(Document)

Lockheed-Martin, his employer, allows him a flexible schedule, sometimes letting him work late at night so he can train in the afternoon while there’s sunlight.
He has some athletic ability: He swam at Penn State University. That’s one reason he’s stayed in sprint and Olympic, as the swim matters less in the longer distances of an Ironman. But he did compete in a half-Ironman and won by 10 minutes this year.
“I was the worst on the team at Penn State, and I struggled mentally, being at the bottom of the pile,” he said. “I’m scared being at the back of the pack. I enjoy winning, to be honest.”

Guenter, in fact, enjoys knowing he has other things in his life. Those other things can be distracting, as Banks-Smith acknowledged, but they can also be beneficial.

Part of a data file:

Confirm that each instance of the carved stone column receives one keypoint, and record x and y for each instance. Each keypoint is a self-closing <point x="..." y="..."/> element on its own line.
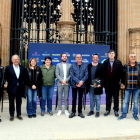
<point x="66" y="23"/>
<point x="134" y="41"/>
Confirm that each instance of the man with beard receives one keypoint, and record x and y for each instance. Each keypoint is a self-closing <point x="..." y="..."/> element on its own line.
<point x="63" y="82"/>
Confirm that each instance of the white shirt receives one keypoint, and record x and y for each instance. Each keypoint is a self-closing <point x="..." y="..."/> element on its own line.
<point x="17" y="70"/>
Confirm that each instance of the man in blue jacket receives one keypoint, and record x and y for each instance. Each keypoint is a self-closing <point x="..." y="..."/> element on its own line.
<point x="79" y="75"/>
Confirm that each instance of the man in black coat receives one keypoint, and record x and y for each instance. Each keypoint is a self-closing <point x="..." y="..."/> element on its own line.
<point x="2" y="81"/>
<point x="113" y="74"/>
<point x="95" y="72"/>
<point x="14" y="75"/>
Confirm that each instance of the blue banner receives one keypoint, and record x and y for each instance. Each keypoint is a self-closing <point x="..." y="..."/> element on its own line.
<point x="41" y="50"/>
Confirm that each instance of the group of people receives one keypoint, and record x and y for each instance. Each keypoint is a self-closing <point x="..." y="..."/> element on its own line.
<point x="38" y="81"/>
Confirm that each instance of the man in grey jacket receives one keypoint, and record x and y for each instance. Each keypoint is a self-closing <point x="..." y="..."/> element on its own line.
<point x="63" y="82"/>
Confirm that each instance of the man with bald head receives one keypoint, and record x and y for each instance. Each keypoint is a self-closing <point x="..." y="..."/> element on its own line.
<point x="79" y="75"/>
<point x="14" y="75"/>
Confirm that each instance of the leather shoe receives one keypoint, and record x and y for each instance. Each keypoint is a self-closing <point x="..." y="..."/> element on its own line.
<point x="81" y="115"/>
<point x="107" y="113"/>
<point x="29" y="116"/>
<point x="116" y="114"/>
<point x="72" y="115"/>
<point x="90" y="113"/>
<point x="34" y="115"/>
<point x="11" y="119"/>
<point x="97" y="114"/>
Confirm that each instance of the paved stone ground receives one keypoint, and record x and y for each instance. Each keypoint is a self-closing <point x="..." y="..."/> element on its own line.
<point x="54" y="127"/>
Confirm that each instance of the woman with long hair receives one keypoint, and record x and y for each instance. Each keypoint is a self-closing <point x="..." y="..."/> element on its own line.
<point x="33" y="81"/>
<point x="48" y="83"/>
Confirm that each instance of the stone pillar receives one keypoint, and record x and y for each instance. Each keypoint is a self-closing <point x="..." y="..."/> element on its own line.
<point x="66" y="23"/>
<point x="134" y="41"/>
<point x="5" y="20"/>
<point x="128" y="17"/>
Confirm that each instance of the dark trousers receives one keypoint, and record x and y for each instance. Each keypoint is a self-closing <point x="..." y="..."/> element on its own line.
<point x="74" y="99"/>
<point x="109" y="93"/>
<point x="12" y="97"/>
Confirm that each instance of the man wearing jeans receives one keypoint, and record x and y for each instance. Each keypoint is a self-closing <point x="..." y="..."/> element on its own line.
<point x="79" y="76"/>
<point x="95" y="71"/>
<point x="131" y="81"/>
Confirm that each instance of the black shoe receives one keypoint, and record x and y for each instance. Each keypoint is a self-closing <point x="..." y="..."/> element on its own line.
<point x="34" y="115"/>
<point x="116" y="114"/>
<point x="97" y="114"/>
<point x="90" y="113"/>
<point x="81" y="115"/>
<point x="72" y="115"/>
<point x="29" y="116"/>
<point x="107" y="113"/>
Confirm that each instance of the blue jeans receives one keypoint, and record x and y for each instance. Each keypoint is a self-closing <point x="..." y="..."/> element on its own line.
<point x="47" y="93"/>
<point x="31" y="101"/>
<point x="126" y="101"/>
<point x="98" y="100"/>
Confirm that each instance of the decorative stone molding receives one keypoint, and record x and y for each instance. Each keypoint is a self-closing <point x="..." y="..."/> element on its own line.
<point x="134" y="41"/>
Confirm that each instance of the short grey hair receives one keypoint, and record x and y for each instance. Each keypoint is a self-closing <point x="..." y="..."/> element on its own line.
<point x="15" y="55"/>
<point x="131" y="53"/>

--

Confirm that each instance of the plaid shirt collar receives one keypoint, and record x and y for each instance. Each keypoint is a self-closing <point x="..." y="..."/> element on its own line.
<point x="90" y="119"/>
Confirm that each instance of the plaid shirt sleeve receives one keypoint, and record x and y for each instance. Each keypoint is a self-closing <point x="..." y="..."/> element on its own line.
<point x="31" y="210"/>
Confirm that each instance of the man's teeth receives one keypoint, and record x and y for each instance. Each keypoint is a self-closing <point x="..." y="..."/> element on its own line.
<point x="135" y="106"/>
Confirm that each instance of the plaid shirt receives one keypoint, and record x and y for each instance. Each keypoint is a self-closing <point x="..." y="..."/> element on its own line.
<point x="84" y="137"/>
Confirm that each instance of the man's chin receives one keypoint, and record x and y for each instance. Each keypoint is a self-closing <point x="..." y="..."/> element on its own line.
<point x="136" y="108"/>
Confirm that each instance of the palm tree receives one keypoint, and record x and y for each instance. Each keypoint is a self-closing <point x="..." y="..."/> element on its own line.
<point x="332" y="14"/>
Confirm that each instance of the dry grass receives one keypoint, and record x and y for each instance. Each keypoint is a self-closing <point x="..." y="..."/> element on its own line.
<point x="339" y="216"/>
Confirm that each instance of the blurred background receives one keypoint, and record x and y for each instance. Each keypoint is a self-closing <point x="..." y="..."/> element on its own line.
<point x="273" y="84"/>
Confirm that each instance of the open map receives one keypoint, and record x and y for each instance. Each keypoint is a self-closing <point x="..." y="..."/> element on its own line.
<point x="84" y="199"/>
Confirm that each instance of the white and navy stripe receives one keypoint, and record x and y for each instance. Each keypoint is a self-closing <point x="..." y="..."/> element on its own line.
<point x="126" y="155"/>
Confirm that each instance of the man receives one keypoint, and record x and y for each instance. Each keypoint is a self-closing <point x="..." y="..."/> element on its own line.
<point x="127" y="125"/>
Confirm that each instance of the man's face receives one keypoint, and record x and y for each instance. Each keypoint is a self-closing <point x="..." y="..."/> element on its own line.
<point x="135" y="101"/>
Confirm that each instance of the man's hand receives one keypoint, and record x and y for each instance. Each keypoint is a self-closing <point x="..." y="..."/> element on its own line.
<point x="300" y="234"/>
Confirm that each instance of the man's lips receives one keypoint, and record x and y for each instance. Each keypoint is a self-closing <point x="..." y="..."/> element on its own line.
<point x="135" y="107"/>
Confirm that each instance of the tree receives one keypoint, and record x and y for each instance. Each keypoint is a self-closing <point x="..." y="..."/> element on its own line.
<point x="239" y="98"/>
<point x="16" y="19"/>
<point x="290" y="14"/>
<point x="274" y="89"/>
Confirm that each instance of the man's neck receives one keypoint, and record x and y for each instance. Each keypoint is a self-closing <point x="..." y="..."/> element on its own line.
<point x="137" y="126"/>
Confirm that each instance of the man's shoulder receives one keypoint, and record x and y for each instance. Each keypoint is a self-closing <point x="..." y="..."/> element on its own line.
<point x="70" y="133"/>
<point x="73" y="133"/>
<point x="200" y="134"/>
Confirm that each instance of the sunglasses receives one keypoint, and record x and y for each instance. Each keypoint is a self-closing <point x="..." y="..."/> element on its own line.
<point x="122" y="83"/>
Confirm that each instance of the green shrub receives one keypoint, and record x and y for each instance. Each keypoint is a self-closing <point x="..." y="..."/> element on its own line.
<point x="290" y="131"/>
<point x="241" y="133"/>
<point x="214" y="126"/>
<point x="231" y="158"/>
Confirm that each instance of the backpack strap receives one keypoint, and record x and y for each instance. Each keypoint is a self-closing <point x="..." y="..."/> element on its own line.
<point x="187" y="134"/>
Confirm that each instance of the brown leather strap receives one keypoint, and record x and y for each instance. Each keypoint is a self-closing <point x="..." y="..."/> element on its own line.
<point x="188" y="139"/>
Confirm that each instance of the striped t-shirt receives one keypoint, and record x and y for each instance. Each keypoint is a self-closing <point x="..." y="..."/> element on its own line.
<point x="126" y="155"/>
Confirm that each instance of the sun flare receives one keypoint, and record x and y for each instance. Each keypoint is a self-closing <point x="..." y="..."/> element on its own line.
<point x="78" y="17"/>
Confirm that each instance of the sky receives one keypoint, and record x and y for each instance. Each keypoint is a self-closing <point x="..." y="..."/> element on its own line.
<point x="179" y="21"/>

(Tasks for this exercise)
• a. In the triathlon profile, at which university did the athlete swim?
• b. Extend the triathlon profile, picking up right after its final sentence.

(Results by task)
• a. Penn State University.

• b.
“If a race goes wrong, that’s all a pro has, and so their mental health goes along with it,” he said. “That was an issue for me at Penn State. My entire identity is not tied to this sport.”
If he wins next year, he may decide he will get more satisfaction out of testing himself in the pro ranks, but that’s not assured.
He makes sacrifices to train, but he’s learned a little balance. He even thinks that balance may help him.
“I’ve had more social gatherings in the last month than I’ve had in the last two years combined,” he said. “I think that’s why I had such a good year this year. My friends will feel the same about me if I don’t win.”